#### [Exercise instructions]
The records below should be written out again, exactly.
********************
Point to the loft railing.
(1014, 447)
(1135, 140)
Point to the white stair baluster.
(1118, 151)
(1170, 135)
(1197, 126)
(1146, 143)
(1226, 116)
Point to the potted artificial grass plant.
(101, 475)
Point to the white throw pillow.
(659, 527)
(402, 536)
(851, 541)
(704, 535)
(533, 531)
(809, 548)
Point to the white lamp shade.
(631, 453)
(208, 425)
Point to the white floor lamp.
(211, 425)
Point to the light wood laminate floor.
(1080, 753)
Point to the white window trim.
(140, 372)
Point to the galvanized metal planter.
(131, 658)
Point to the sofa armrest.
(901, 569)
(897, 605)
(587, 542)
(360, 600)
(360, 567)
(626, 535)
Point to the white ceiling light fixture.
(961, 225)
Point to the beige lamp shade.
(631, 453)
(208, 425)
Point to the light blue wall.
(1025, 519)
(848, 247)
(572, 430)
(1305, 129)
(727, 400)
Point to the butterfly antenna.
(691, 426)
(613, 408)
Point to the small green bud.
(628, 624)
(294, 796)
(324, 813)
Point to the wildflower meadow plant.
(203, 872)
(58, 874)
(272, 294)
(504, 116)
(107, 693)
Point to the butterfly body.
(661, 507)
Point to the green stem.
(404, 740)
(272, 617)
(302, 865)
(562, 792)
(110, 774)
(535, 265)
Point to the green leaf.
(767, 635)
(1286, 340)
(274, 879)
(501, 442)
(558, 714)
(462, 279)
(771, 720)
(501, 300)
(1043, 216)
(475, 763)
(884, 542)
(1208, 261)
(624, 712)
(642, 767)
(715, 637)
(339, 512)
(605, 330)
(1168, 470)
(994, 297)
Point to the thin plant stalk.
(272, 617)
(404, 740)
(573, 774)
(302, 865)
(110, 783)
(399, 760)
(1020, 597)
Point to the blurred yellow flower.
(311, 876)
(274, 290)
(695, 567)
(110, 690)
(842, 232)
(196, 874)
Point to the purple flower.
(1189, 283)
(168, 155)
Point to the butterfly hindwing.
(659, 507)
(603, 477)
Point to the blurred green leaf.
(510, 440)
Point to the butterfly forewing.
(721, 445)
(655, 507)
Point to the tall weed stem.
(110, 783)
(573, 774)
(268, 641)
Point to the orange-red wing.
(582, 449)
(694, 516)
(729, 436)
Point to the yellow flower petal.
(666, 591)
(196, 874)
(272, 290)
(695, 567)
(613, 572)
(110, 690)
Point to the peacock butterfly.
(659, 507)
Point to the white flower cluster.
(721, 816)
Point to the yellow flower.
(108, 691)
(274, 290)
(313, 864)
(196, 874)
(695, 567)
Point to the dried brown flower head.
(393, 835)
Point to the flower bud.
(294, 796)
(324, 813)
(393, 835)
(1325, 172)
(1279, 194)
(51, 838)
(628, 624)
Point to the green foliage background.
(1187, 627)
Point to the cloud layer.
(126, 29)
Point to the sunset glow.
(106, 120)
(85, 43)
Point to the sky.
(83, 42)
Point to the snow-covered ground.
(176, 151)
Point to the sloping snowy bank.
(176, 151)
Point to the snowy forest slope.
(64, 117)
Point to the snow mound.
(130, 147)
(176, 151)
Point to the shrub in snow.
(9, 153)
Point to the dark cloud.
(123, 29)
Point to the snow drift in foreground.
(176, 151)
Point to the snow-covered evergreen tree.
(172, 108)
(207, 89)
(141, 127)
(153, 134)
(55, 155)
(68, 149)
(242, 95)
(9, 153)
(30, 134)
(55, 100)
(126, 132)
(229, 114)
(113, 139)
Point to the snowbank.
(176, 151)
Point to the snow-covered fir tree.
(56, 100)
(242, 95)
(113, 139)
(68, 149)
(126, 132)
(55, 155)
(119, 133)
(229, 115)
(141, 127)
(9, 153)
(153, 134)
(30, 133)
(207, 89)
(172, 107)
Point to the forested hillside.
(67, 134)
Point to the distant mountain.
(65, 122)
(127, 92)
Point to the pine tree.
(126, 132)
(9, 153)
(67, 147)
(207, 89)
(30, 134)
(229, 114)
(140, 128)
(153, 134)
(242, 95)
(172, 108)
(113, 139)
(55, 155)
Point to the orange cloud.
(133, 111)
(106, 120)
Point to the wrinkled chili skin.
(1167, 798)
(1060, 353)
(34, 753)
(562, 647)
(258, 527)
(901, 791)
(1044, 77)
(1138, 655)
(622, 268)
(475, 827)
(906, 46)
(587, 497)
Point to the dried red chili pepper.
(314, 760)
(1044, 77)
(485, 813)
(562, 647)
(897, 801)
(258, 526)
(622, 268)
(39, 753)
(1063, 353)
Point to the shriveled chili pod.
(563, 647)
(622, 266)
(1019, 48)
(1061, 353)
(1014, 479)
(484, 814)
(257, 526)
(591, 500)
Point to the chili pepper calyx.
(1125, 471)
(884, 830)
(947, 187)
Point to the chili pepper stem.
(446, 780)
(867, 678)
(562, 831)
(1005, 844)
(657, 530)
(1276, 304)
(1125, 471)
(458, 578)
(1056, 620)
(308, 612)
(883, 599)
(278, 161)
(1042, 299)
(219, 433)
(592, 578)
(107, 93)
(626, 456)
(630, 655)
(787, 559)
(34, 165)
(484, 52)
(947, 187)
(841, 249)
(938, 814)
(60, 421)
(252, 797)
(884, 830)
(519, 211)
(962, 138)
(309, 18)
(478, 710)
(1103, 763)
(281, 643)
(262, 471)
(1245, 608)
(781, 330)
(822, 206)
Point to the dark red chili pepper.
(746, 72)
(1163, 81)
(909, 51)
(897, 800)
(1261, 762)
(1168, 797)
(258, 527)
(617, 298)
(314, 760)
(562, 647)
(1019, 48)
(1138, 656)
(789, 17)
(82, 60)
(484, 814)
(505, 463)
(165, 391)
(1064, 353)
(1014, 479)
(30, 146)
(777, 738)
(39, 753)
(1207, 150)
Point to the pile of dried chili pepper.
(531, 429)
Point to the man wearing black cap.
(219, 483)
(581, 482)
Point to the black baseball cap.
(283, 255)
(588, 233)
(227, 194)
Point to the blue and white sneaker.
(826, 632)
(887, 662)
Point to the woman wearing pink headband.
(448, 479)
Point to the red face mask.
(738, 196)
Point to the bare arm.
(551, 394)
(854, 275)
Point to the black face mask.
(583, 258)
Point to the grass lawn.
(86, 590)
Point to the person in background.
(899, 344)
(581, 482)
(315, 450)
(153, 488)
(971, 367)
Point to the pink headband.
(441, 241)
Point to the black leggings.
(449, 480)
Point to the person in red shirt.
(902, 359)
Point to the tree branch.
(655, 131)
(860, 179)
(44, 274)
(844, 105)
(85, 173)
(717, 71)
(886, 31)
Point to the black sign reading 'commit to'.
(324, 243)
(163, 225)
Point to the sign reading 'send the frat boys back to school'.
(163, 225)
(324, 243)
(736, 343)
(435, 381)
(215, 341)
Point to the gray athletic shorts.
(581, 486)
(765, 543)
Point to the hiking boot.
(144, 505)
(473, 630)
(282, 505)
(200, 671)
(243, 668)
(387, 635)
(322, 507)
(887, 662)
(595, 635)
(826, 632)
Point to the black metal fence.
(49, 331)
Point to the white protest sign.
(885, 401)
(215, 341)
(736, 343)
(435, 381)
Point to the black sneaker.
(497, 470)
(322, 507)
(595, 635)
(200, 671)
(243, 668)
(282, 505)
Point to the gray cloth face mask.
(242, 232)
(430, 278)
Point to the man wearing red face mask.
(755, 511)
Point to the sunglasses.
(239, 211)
********************
#### [Exercise solution]
Point to the loft railing.
(1014, 447)
(1135, 140)
Point to the white stair baluster.
(1118, 151)
(1170, 135)
(1197, 126)
(1146, 143)
(1226, 116)
Point to the potted artificial grass plant.
(101, 475)
Point to the white throw pillow.
(659, 527)
(402, 536)
(851, 541)
(704, 535)
(533, 531)
(809, 548)
Point to the white lamp shade.
(631, 453)
(208, 425)
Point to the white floor lamp.
(211, 425)
Point to the light wood laminate floor.
(1080, 753)
Point to the white window trim.
(140, 372)
Point to the galvanized metal planter.
(131, 658)
Point to the sofa armrest.
(901, 569)
(897, 605)
(587, 542)
(360, 600)
(360, 567)
(626, 535)
Point to the white ceiling light fixture.
(961, 225)
Point to the beige lamp shade.
(631, 453)
(208, 425)
Point to the light blue wall.
(1025, 519)
(848, 247)
(572, 430)
(1305, 129)
(727, 400)
Point to the butterfly antenna.
(691, 426)
(613, 408)
Point to the small green bud.
(628, 624)
(294, 796)
(324, 813)
Point to the wildflower meadow plant.
(203, 872)
(58, 874)
(272, 294)
(504, 116)
(107, 693)
Point to the butterfly body.
(661, 507)
Point to the green stem.
(404, 740)
(272, 617)
(302, 865)
(562, 792)
(110, 774)
(535, 265)
Point to the green leaf.
(767, 635)
(1286, 340)
(274, 879)
(501, 442)
(558, 714)
(462, 279)
(771, 720)
(501, 300)
(1043, 216)
(475, 763)
(884, 542)
(1208, 261)
(624, 712)
(642, 767)
(715, 637)
(339, 512)
(605, 330)
(1168, 470)
(994, 297)
Point to the thin plant stalk.
(272, 617)
(404, 740)
(573, 774)
(302, 865)
(110, 783)
(399, 760)
(1020, 597)
Point to the blurred yellow flower.
(311, 876)
(274, 290)
(695, 567)
(110, 690)
(842, 232)
(196, 874)
Point to the purple flower.
(1189, 283)
(168, 155)
Point to the butterfly hindwing.
(659, 507)
(603, 477)
Point to the blurred green leaf.
(510, 440)
Point to the butterfly forewing.
(721, 445)
(655, 507)
Point to the tall weed stem.
(110, 783)
(573, 774)
(268, 641)
Point to the orange-red wing.
(582, 449)
(694, 516)
(729, 436)
Point to the yellow flower petal.
(666, 591)
(196, 874)
(272, 290)
(695, 567)
(613, 572)
(110, 690)
Point to the peacock butterfly.
(659, 507)
Point to the white flower cluster.
(721, 816)
Point to the yellow flower.
(108, 691)
(274, 290)
(313, 864)
(196, 874)
(695, 567)
Point to the dried brown flower head.
(393, 835)
Point to the flower bud.
(294, 796)
(324, 813)
(393, 835)
(1325, 172)
(1279, 194)
(51, 838)
(628, 624)
Point to the green foliage background.
(1187, 627)
Point to the cloud layer.
(126, 29)
Point to the sunset glow.
(106, 120)
(85, 43)
Point to the sky.
(83, 42)
Point to the snow-covered ground.
(176, 151)
Point to the sloping snowy bank.
(176, 151)
Point to the snowy forest slope.
(64, 117)
Point to the snow mound.
(130, 147)
(176, 151)
Point to the shrub in snow.
(9, 153)
Point to the dark cloud.
(123, 29)
Point to the snow drift in foreground.
(176, 151)
Point to the snow-covered evergreen tree.
(172, 108)
(207, 89)
(141, 127)
(153, 134)
(55, 155)
(68, 149)
(242, 95)
(9, 153)
(30, 134)
(55, 100)
(126, 132)
(229, 114)
(113, 139)
Point to the snowbank.
(176, 151)
Point to the snow-covered fir tree.
(56, 100)
(242, 95)
(113, 139)
(68, 149)
(126, 132)
(55, 155)
(119, 133)
(229, 115)
(141, 127)
(9, 153)
(153, 134)
(30, 133)
(207, 89)
(172, 107)
Point to the forested hillside.
(67, 134)
Point to the distant mountain.
(65, 122)
(127, 92)
Point to the pine tree.
(126, 132)
(9, 153)
(67, 147)
(207, 89)
(30, 134)
(229, 114)
(140, 128)
(153, 134)
(242, 95)
(172, 108)
(113, 139)
(55, 155)
Point to the orange cloud.
(133, 111)
(106, 120)
Point to the wrinkled chili skin.
(1167, 798)
(1060, 353)
(34, 753)
(562, 647)
(258, 527)
(901, 791)
(1044, 77)
(1138, 655)
(622, 268)
(475, 827)
(906, 46)
(587, 497)
Point to the dried red chili pepper.
(314, 760)
(1044, 77)
(485, 813)
(562, 647)
(897, 801)
(258, 526)
(622, 268)
(39, 753)
(1063, 353)
Point to the shriveled chili pod.
(563, 647)
(622, 266)
(1019, 48)
(1061, 353)
(1014, 479)
(484, 814)
(257, 526)
(591, 500)
Point to the chili pepper calyx.
(1125, 471)
(884, 830)
(947, 187)
Point to the chili pepper stem.
(446, 780)
(867, 678)
(562, 831)
(1005, 844)
(657, 530)
(1276, 304)
(1125, 471)
(458, 578)
(1056, 620)
(308, 612)
(883, 599)
(278, 161)
(1042, 299)
(219, 433)
(592, 578)
(107, 93)
(626, 456)
(630, 655)
(787, 559)
(34, 165)
(484, 52)
(947, 187)
(841, 249)
(938, 814)
(60, 421)
(252, 797)
(884, 830)
(519, 211)
(962, 138)
(309, 18)
(478, 710)
(1103, 763)
(281, 643)
(262, 471)
(1245, 608)
(781, 330)
(822, 206)
Point to the dark red chili pepper.
(746, 72)
(1163, 81)
(909, 51)
(897, 800)
(1261, 762)
(1168, 797)
(258, 527)
(617, 298)
(314, 760)
(562, 647)
(1019, 48)
(1138, 656)
(789, 17)
(82, 60)
(484, 814)
(505, 463)
(165, 391)
(1064, 353)
(1014, 479)
(30, 146)
(777, 738)
(39, 753)
(1207, 150)
Point to the pile of dried chili pepper.
(531, 429)
Point to the man wearing black cap.
(219, 483)
(581, 482)
Point to the black baseball cap.
(283, 255)
(588, 233)
(227, 194)
Point to the blue and white sneaker.
(826, 632)
(887, 662)
Point to the woman wearing pink headband.
(448, 479)
Point to the red face mask.
(738, 196)
Point to the bare arm.
(551, 394)
(854, 275)
Point to the black face mask.
(583, 258)
Point to the grass lawn.
(86, 590)
Point to the person in background.
(899, 344)
(581, 482)
(315, 450)
(153, 488)
(971, 367)
Point to the pink headband.
(441, 241)
Point to the black leggings.
(449, 480)
Point to the person in red shirt.
(902, 359)
Point to the tree branch.
(655, 131)
(860, 179)
(44, 274)
(844, 105)
(85, 173)
(717, 71)
(886, 31)
Point to the black sign reading 'commit to'.
(324, 243)
(163, 225)
Point to the sign reading 'send the frat boys back to school'.
(163, 225)
(324, 243)
(736, 343)
(435, 381)
(215, 341)
Point to the gray athletic shorts.
(581, 486)
(765, 543)
Point to the hiking boot.
(144, 505)
(473, 630)
(282, 505)
(200, 671)
(243, 668)
(387, 635)
(322, 507)
(887, 662)
(595, 635)
(826, 632)
Point to the black metal fence.
(49, 331)
Point to the white protest sign.
(885, 401)
(215, 341)
(736, 343)
(435, 381)
Point to the black sneaker.
(497, 470)
(322, 507)
(595, 635)
(200, 671)
(243, 668)
(282, 505)
Point to the gray cloth face mask.
(242, 232)
(430, 278)
Point to the man wearing red face mask.
(755, 511)
Point to the sunglasses.
(239, 211)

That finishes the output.